## READING TEXT
Arguments for Atheism - Living without religion, with a clear conscience


The Argument | The Refutation

The Argument Back to Top

Religious believers often claim that life is given meaning and a sense of fulfillment when they surrender themselves to God, and also that this life is more meaningful if there is an afterlife to look forward to. They argue that life is pointless without such beliefs, and ask why an atheist should bother at all if it is all just going to end anyway.

The Refutation Back to Top

Religious people often worry that life may be meaningless and imagine that it can only be redeemed by the promise of eternal happiness beyond the grave. They worry that atheists do not have this solace to fall back on. Atheists, on the other hand, tend to be quite sure that this life is precious and should be lived to the full.

The fact that some of the most high-achieving individuals in history - from Einstein to Freud to Marx to Orwell (see the list of Famous Atheists) - did not need a belief in God to live lives of great direction, purpose and significance should be evidence enough of this.
The theist can only find meaning by leaving this life for a transcendental world beyond the grave. The human world as he finds it is empty of ‘ultimate purpose’ and hence meaningless. Theism thus is an attempt to escape from the human condition; it is a pathetic deceit.
- Paul Kurtz (1988)

Belief in a creator-god does not automatically provide life with a meaning. If a person says that religion invests their life with purpose and meaning, then they are either admitting that they are content to have serving God as the meaning of their life (what Nietsche called “slave morality”), or they are assuming and trusting that God has some genuine worthwhile purpose for them but that they may not find that purpose out until some hypothetical after-life. To an atheist it is more important to find what makes this life precious and worth living, rather than hoping that the “next one” will be better.

## DATA FOR REVIEW
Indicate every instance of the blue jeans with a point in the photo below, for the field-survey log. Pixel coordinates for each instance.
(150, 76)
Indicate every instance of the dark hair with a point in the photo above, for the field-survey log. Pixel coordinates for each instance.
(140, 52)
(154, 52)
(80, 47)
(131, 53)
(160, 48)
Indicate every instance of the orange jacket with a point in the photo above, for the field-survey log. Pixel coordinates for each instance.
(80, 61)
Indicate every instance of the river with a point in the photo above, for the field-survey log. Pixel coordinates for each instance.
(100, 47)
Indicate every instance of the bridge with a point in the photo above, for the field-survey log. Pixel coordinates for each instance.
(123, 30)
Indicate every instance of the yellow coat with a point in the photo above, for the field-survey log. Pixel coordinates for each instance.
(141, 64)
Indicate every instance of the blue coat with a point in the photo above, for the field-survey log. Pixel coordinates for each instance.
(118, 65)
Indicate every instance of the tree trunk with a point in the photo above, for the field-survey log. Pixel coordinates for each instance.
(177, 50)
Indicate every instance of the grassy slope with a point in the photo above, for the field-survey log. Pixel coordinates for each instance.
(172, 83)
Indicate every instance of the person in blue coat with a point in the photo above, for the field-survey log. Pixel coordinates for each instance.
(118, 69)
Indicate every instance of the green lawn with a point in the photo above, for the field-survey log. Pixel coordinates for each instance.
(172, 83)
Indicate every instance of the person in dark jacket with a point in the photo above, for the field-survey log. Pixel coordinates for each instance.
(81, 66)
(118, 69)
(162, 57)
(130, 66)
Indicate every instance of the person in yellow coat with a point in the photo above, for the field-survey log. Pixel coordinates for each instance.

## WHAT IS EXPECTED
In the text on atheism and the meaning of life, what do atheists tend to be quite sure of?

## FINISHED TASK
They tend to be quite sure that this life is precious and should be lived to the full.